-- AVAILABLE DATA follows --

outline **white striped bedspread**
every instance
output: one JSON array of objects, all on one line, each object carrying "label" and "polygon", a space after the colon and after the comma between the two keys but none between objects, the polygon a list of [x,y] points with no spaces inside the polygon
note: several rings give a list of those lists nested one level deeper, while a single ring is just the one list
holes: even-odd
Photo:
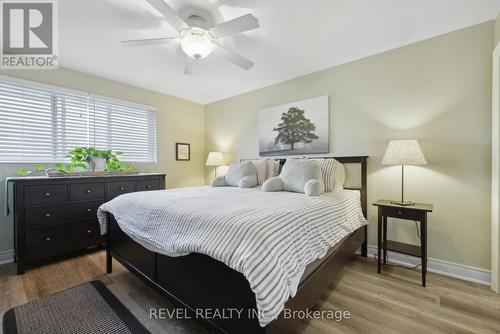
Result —
[{"label": "white striped bedspread", "polygon": [[267,325],[295,296],[305,267],[367,224],[359,191],[308,197],[259,188],[199,187],[124,194],[99,208],[147,249],[168,256],[201,253],[242,273]]}]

-- AVAILABLE DATA concluded --

Looking at the records above, report how many lines contain the word "list". Answer with the number only.

2